> The task
Write out all of the listing exactly. Add nothing to it.

> Data to examine
********

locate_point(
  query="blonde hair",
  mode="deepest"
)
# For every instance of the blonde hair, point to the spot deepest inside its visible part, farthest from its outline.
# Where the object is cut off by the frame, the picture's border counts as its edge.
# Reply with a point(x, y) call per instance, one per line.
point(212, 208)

********

> Exercise solution
locate_point(
  query="blonde hair",
  mode="deepest"
)
# For every instance of the blonde hair, point to the spot deepest inside its visible part, farthest from its outline.
# Where the object is cut off by the frame, the picture's border counts as its edge.
# Reply with a point(x, y) call per instance, one per line.
point(212, 208)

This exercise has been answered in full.